→ What you will do
Render every entry exactly as it appears.
[Data excerpts — start]
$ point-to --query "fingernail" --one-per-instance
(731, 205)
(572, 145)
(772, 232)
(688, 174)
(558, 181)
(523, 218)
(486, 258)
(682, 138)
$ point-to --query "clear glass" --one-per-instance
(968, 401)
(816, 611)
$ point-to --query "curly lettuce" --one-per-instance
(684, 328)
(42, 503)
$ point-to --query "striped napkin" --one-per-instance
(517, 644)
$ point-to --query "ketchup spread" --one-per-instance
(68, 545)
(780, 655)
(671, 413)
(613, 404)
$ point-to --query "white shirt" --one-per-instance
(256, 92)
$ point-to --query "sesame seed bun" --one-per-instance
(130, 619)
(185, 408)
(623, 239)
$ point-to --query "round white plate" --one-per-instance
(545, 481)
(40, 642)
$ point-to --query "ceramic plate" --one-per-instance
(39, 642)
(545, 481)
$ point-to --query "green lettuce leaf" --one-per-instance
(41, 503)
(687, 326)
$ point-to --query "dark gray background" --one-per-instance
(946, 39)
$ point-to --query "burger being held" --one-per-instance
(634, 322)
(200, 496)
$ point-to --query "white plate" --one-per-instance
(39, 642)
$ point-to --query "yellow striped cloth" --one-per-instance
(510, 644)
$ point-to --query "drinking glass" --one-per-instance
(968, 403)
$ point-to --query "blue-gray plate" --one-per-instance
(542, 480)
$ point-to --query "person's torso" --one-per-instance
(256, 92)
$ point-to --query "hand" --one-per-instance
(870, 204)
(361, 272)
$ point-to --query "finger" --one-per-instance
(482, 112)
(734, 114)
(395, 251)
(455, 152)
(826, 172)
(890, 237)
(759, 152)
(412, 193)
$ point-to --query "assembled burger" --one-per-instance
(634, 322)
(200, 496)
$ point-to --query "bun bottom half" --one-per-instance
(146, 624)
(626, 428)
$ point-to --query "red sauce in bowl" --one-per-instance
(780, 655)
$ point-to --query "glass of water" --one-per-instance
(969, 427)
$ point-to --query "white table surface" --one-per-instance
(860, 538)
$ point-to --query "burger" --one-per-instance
[Data excerpts — finish]
→ Task response
$ point-to --query "fingernail" --one-per-instance
(731, 205)
(572, 145)
(772, 232)
(688, 174)
(558, 181)
(523, 218)
(486, 258)
(682, 138)
$ point-to --query "clear glass" --one-per-instance
(968, 401)
(816, 611)
$ point-to --query "curly lettuce" --one-per-instance
(684, 328)
(42, 503)
$ point-to --query "striped napkin" --one-per-instance
(517, 644)
$ point-to --query "ketchup spread" --one-per-instance
(68, 545)
(780, 655)
(671, 413)
(613, 404)
$ point-to --query "white shirt" --one-per-instance
(256, 92)
$ point-to --query "sesame seed bun" --one-per-instance
(130, 619)
(185, 408)
(623, 239)
$ point-to --query "round white plate" --one-per-instance
(545, 481)
(40, 642)
$ point-to --query "ceramic plate" --one-per-instance
(39, 642)
(545, 481)
$ point-to --query "green lettuce leaf" --one-per-instance
(41, 503)
(687, 326)
$ point-to --query "dark gray background" --one-per-instance
(946, 39)
$ point-to --query "burger being held" --one-per-instance
(634, 322)
(200, 496)
$ point-to --query "white plate" --one-per-instance
(39, 642)
$ point-to --query "yellow striped cloth" --one-per-instance
(510, 644)
$ point-to --query "drinking glass" --one-per-instance
(968, 403)
$ point-to --query "blue-gray plate" --one-per-instance
(542, 480)
$ point-to --query "person's torso" --one-per-instance
(256, 92)
$ point-to --query "hand" --one-per-instance
(870, 204)
(361, 272)
$ point-to --query "finger" --one-per-instance
(482, 112)
(734, 114)
(395, 251)
(455, 152)
(826, 172)
(890, 237)
(759, 152)
(412, 193)
$ point-to --query "assembled burger" --one-per-instance
(634, 322)
(200, 496)
$ point-to --query "bun bottom half" --one-per-instance
(146, 624)
(626, 428)
$ point-to --query "red sauce in bowl" --one-per-instance
(780, 655)
$ point-to --query "glass of water" --one-per-instance
(969, 427)
$ point-to --query "white table surface" --one-per-instance
(860, 538)
$ point-to --query "burger" --one-per-instance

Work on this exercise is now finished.